## DATA ROWS

>> Begin

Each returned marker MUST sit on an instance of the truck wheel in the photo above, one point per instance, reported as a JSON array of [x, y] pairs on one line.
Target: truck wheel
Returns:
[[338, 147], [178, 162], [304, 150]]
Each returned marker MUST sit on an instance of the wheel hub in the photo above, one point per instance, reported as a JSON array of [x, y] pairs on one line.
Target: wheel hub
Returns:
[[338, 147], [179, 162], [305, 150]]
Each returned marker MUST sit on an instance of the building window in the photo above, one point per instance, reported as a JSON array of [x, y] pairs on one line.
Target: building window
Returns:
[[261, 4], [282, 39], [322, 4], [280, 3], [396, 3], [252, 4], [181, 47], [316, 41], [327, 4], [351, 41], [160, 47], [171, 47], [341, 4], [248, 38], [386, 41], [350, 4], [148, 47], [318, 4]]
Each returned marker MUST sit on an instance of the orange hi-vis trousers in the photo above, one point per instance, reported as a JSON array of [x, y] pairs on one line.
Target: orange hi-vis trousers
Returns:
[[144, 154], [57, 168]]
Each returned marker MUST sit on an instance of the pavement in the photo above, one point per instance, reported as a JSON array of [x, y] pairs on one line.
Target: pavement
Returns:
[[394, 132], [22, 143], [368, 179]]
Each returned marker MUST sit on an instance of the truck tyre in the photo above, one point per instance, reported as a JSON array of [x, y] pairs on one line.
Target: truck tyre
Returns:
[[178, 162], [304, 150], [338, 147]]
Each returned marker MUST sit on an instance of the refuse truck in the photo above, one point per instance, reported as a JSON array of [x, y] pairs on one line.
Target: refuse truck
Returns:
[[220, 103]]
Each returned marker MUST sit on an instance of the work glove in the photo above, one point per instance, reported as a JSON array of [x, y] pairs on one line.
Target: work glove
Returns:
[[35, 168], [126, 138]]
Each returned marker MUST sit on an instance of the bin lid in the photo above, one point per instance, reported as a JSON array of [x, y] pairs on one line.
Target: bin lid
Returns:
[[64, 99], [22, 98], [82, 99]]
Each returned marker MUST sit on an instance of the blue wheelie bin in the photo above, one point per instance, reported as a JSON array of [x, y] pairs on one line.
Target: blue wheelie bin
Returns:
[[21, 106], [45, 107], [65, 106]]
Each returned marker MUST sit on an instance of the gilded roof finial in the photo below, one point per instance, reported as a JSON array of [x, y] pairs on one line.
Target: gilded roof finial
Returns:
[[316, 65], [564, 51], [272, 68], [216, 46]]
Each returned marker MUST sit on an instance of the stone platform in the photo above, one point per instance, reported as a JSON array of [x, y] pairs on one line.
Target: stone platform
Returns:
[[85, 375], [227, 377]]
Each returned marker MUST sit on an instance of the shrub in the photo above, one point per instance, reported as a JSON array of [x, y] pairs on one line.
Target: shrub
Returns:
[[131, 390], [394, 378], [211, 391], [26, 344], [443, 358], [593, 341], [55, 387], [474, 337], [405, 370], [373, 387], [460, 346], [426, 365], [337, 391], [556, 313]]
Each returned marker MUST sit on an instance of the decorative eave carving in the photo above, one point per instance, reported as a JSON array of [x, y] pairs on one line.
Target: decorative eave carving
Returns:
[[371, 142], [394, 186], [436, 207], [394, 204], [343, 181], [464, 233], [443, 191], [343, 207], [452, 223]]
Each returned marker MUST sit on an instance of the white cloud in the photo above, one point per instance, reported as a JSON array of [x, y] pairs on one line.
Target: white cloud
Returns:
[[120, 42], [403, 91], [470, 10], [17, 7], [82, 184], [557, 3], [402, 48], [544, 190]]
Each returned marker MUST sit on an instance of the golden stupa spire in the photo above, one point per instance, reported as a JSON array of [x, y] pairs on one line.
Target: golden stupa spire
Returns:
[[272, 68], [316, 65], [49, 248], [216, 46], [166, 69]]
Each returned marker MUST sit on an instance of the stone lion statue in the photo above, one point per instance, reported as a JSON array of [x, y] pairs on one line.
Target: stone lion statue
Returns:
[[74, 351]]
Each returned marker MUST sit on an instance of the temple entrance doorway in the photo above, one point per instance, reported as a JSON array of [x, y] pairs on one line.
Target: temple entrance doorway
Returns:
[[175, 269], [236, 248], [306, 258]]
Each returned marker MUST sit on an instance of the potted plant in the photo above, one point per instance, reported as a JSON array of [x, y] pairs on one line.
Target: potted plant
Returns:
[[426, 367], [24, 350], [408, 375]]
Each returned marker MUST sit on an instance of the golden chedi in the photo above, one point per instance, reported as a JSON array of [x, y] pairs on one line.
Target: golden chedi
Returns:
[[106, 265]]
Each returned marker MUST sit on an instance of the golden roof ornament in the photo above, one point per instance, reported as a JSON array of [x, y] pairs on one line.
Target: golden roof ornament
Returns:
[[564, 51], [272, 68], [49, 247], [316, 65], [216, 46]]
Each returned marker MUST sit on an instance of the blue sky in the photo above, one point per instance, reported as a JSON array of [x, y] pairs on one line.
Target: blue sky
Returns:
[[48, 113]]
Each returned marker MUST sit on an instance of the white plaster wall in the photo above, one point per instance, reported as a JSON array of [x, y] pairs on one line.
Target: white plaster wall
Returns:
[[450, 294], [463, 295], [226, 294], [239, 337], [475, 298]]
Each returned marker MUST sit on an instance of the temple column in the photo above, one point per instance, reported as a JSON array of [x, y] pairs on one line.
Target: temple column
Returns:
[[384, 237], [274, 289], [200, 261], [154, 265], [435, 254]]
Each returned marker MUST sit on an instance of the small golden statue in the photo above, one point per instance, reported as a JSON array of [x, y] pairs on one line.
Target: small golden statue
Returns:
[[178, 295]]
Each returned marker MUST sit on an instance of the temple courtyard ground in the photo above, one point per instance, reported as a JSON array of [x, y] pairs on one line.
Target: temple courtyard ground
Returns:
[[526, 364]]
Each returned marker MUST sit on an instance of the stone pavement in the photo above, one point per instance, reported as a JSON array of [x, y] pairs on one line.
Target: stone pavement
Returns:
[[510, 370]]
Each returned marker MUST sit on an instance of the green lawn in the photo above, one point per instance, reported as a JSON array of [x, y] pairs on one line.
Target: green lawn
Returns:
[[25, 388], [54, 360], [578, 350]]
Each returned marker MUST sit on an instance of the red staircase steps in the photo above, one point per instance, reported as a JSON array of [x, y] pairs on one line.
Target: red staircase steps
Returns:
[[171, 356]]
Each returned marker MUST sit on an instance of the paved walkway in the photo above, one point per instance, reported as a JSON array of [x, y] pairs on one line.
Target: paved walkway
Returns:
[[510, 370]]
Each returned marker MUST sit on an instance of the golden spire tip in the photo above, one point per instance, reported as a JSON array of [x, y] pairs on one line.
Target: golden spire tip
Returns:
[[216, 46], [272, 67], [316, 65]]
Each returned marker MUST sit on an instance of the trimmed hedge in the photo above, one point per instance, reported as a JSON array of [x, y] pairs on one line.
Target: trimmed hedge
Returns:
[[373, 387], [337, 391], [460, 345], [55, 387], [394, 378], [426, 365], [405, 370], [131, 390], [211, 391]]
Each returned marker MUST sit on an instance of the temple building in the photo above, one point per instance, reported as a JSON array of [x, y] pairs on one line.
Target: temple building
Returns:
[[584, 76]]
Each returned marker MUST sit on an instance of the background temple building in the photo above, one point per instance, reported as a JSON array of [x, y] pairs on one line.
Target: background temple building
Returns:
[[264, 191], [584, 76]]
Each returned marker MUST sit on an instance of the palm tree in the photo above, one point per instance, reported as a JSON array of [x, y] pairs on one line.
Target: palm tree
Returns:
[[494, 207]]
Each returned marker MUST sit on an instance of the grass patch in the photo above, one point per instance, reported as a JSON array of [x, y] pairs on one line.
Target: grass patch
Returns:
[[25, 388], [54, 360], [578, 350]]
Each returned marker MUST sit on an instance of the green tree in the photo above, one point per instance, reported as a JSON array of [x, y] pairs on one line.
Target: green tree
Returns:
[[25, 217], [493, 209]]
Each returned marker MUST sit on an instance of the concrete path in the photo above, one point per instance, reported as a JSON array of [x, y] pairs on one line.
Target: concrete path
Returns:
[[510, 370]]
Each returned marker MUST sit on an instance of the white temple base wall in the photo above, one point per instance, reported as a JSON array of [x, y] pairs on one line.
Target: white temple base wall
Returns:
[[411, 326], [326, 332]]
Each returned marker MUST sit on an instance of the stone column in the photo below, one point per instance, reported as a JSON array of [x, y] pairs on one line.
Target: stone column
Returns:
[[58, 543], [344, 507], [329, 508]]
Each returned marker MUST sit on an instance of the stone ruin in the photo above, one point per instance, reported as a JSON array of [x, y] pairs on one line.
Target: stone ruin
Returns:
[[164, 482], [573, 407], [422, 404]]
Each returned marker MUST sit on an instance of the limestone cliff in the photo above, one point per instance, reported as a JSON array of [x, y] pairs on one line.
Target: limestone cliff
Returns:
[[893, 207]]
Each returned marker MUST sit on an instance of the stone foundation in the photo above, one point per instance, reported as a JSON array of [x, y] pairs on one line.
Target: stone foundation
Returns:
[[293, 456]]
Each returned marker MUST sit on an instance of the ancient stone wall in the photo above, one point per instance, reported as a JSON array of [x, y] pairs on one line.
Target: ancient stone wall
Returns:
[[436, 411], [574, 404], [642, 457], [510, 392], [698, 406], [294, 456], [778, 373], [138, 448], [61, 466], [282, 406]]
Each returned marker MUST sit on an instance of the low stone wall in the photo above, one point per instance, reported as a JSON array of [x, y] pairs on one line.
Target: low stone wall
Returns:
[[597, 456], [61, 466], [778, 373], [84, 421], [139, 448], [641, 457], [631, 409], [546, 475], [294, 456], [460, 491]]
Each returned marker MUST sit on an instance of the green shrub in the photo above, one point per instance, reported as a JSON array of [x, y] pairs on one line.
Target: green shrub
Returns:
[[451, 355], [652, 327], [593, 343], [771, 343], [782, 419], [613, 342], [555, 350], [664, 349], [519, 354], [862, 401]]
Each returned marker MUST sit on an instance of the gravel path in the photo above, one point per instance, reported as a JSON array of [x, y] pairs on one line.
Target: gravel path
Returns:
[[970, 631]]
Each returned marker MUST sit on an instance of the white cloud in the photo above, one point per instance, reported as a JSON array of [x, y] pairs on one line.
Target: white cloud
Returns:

>> End

## EXERCISE
Repeat the lines from the one containing "Each returned marker MUST sit on an instance of the bin" through the one containing "[[21, 106], [45, 107], [65, 106]]", inclusive, swapping "bin" for "container" and leaving everything else unchanged.

## COMPLETED TASK
Each returned marker MUST sit on an instance of the container lid in the photo above, one point per instance, reported as a JSON array of [x, y] pairs on one line.
Target: container lid
Returns:
[[64, 99], [22, 98], [82, 99]]
Each returned marker MUST sit on an instance of the blue wheelie container in the photo above, one point per instance, reported as a JSON array of [x, y] pairs on one line.
Target: blue wheelie container
Returns:
[[21, 106], [45, 107], [65, 106]]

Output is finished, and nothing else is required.